▸ Record excerpts

--*--

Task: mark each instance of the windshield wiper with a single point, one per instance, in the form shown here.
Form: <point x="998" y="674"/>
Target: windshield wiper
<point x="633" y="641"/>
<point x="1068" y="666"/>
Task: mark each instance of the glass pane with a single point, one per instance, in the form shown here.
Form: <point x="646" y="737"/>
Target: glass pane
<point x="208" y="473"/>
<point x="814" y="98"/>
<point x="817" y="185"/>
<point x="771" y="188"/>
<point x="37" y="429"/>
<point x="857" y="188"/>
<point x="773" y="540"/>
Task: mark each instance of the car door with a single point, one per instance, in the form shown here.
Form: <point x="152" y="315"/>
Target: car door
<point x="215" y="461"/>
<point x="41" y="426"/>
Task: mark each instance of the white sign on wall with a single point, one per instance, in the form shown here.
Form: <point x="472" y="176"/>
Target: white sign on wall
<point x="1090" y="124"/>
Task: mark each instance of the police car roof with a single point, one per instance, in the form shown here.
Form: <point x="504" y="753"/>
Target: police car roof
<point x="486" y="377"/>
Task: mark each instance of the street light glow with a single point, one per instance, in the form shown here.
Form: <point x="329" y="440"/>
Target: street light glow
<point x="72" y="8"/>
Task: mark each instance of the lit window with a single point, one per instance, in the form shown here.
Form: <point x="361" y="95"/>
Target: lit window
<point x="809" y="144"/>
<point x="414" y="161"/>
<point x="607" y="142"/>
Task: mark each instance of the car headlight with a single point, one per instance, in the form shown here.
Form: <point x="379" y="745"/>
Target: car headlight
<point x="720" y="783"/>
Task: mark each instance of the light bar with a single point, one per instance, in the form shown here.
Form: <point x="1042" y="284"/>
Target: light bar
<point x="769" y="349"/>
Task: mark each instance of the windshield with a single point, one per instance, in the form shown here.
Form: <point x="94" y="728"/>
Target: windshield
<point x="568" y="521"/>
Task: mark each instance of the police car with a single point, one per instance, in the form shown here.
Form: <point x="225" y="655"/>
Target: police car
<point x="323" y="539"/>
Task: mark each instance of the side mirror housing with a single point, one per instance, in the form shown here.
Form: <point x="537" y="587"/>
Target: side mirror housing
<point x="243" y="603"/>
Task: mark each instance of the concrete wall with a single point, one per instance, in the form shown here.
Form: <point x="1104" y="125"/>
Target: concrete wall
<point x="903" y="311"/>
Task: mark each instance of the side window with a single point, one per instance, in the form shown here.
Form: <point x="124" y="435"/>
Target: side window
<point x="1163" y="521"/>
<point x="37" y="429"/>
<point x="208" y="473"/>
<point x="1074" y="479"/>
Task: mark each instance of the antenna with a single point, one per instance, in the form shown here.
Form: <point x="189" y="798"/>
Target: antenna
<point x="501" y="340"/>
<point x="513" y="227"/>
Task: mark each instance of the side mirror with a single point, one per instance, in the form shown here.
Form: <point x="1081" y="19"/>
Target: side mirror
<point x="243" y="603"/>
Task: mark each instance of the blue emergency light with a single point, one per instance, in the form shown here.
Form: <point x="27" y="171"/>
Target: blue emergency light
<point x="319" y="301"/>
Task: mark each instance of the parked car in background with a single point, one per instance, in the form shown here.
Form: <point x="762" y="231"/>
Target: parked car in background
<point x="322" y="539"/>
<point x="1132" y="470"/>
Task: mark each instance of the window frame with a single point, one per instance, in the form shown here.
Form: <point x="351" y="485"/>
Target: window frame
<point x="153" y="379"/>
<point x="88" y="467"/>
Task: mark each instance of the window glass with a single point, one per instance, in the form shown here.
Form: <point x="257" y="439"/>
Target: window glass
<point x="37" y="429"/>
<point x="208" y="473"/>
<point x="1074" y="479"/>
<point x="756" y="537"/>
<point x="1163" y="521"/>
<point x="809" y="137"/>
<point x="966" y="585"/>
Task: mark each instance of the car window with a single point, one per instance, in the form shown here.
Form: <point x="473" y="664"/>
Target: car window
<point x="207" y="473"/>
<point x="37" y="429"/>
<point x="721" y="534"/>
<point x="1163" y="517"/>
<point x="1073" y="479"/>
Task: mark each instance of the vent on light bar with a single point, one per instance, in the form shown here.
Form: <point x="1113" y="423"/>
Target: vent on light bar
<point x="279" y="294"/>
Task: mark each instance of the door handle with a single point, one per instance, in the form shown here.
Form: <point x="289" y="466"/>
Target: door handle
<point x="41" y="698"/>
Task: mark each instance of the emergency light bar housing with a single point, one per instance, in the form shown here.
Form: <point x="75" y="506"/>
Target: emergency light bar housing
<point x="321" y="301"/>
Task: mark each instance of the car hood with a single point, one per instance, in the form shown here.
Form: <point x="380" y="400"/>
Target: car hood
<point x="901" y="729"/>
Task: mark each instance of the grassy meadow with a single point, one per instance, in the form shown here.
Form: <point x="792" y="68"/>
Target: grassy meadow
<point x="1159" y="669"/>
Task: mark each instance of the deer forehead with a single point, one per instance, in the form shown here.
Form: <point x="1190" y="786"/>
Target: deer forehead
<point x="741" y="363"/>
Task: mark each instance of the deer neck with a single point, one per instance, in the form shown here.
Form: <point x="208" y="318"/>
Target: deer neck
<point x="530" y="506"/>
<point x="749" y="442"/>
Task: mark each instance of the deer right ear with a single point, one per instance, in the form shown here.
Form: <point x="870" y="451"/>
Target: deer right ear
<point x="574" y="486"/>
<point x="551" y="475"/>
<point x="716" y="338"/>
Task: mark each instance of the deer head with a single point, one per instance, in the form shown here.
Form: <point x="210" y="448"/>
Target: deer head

--*--

▸ Given task
Copy the data above line for line, without any changes.

▸ Output below
Task: mark each instance of the windshield wiper with a single point, one per instance, in the form shown here.
Form: <point x="998" y="674"/>
Target: windshield wiper
<point x="633" y="641"/>
<point x="1068" y="666"/>
Task: mark each instance of the glass pane with a single point, one per instance, in the form shown here.
Form: <point x="646" y="737"/>
Target: glass pane
<point x="208" y="473"/>
<point x="814" y="98"/>
<point x="817" y="185"/>
<point x="771" y="188"/>
<point x="37" y="429"/>
<point x="857" y="188"/>
<point x="773" y="540"/>
Task: mark each instance of the car door with a single point, one per instance, in the form shown here.
Form: <point x="152" y="315"/>
Target: car door
<point x="215" y="461"/>
<point x="41" y="426"/>
Task: mark each instance of the white sign on wall with a single point, one per instance, in the form shown here.
Form: <point x="472" y="176"/>
Target: white sign on wall
<point x="1090" y="124"/>
Task: mark each instance of the police car roof with a single point, one per instance, in the form shown here.
Form: <point x="504" y="753"/>
Target: police car roof
<point x="486" y="377"/>
Task: mark each instance of the street light glow with a single point, one per instance, in the form shown here.
Form: <point x="329" y="440"/>
Target: street light glow
<point x="72" y="8"/>
Task: mark each instance of the lit window with a single point, one per instance, in the form shown here.
Form: <point x="361" y="95"/>
Target: lit window
<point x="809" y="144"/>
<point x="414" y="161"/>
<point x="607" y="142"/>
Task: mark each instance of the car headlight with a single point, one per instance, in the form shown here.
Form: <point x="379" y="745"/>
Target: car headlight
<point x="720" y="783"/>
Task: mark each instance of the light bar with a single point, one per instance, in the form shown here.
Form: <point x="1042" y="284"/>
Target: light bar
<point x="769" y="349"/>
Task: mark each instance of the windshield with a single point, one per instance, in the form shown here.
Form: <point x="94" y="728"/>
Target: windshield
<point x="568" y="521"/>
Task: mark each instance of the police car with a single point, one per instance, in the form shown here.
Form: <point x="225" y="655"/>
Target: police car
<point x="323" y="539"/>
Task: mark each instance of the side mirror housing with a single point, one per instance, in the form shown here.
Form: <point x="537" y="587"/>
Target: side mirror housing
<point x="243" y="603"/>
Task: mark each instance of the concrete wall with a single point, one per instance, in the form shown here.
Form: <point x="1104" y="125"/>
Target: concrete wall
<point x="903" y="311"/>
Task: mark each instance of the side window with a single point, one per instance, in the form shown here.
Form: <point x="124" y="435"/>
Target: side window
<point x="1163" y="521"/>
<point x="37" y="429"/>
<point x="208" y="473"/>
<point x="1074" y="479"/>
Task: mark each instance of the antenna with a single point, one per instance, in the form shown here.
Form: <point x="189" y="798"/>
Target: antenna
<point x="501" y="340"/>
<point x="513" y="227"/>
Task: mark each instance of the side mirror with a single point, one per instance, in the form shown here.
Form: <point x="1081" y="19"/>
Target: side mirror
<point x="243" y="603"/>
Task: mark each instance of the blue emergency light with a single point, one per instance, in the form shown here.
Form: <point x="27" y="171"/>
Target: blue emergency light
<point x="319" y="301"/>
Task: mark each instance of the parked car in background with a single point, one per instance, in the form shown here.
Form: <point x="762" y="231"/>
Target: parked car in background
<point x="322" y="539"/>
<point x="1132" y="470"/>
Task: mark each instance of the window frame with a single point, one per instance, in the form shown here.
Form: <point x="351" y="485"/>
Target: window frame
<point x="153" y="379"/>
<point x="88" y="467"/>
Task: mark each instance of the window glass with a single point, one per instance, in the form shown here.
Form: <point x="257" y="439"/>
Target: window glass
<point x="37" y="429"/>
<point x="208" y="473"/>
<point x="1074" y="479"/>
<point x="756" y="537"/>
<point x="1163" y="521"/>
<point x="809" y="137"/>
<point x="966" y="585"/>
Task: mark each instance of the car window with a single point, one per instance, in the form shown here.
Form: <point x="473" y="664"/>
Target: car window
<point x="207" y="473"/>
<point x="37" y="429"/>
<point x="721" y="534"/>
<point x="1163" y="517"/>
<point x="1073" y="479"/>
Task: mark each instance of the vent on light bar with a single point, one per instance, in the form shown here.
Form: <point x="1113" y="423"/>
Target: vent on light bar
<point x="279" y="294"/>
Task: mark each instance of the door handle with a single point, one per instance, in the form shown here.
Form: <point x="289" y="466"/>
Target: door handle
<point x="41" y="698"/>
Task: mark each instance of the emergency light bar housing with a single point, one per instance, in the form shown here.
Form: <point x="75" y="506"/>
Target: emergency light bar housing
<point x="321" y="301"/>
Task: mark each instance of the car hood with a single point, one per instance, in the form shown here.
Form: <point x="380" y="400"/>
Target: car hood
<point x="901" y="729"/>
Task: mark each instance of the grassy meadow with a single point, one per instance, in the form shown here.
Form: <point x="792" y="68"/>
Target: grassy meadow
<point x="1159" y="669"/>
Task: mark each instance of the deer forehead with a single point, one per instance, in the form shown here.
Form: <point x="1190" y="786"/>
Target: deer forehead
<point x="741" y="363"/>
Task: mark each instance of the deer neck with a single point, one per instance, in the form shown here.
Form: <point x="208" y="318"/>
Target: deer neck
<point x="530" y="506"/>
<point x="749" y="442"/>
Task: mark each instance of the deer right ear with a single point, one per instance, in the form shown here.
Form: <point x="870" y="451"/>
Target: deer right ear
<point x="574" y="486"/>
<point x="551" y="475"/>
<point x="716" y="338"/>
Task: mark each instance of the deer head with a single point, one per instance, in the form shown here.
Form: <point x="210" y="448"/>
Target: deer head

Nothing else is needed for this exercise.